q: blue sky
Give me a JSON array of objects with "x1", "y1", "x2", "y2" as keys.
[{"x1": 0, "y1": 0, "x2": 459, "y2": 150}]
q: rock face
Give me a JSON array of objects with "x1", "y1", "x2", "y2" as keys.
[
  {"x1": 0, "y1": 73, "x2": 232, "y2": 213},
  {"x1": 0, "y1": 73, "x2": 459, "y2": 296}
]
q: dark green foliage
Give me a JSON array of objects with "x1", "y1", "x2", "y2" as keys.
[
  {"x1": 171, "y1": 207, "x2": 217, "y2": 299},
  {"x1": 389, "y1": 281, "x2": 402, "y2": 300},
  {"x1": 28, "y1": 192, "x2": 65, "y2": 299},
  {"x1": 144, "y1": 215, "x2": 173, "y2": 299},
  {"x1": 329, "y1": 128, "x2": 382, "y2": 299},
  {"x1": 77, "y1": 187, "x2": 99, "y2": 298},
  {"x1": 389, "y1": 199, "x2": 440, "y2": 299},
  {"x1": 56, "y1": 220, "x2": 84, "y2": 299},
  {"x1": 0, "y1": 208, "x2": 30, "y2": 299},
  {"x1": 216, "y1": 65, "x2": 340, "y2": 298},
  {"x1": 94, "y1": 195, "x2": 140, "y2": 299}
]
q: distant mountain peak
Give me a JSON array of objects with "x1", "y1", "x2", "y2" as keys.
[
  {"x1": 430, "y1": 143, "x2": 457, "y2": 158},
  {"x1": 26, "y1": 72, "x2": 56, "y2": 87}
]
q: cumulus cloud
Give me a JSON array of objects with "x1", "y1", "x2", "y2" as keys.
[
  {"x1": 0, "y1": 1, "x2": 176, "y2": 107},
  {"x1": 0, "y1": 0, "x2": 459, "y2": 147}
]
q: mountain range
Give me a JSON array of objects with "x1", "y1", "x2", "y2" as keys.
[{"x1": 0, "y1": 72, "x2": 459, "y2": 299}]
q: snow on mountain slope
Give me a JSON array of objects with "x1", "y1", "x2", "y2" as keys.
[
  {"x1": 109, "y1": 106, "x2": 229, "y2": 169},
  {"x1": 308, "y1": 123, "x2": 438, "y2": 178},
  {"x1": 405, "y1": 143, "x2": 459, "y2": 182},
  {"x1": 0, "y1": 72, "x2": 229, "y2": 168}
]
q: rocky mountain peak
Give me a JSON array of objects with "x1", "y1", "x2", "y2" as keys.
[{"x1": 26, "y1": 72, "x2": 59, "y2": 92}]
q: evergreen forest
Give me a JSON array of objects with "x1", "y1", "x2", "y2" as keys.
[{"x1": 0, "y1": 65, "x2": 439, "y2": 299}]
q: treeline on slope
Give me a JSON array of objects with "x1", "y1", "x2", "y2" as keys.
____
OBJECTIVE → Copy the lines above, starting with the line that contains "q: rocky mountain peak" and continuing through the last line, with each request kept in place. In the answers, multiply every bounding-box coordinate by 1.95 and round it to a whole number, rounding halves up.

WRITTEN SOLUTION →
q: rocky mountain peak
Give me a JSON array of objects with "x1", "y1", "x2", "y2" as keys.
[{"x1": 51, "y1": 140, "x2": 115, "y2": 179}]
q: evergreen forest
Give me a JSON array of objects with "x1", "y1", "x2", "y2" as keys.
[{"x1": 0, "y1": 127, "x2": 856, "y2": 583}]
q: treeline on slope
Give me a JSON array of objects with "x1", "y1", "x2", "y2" as keys.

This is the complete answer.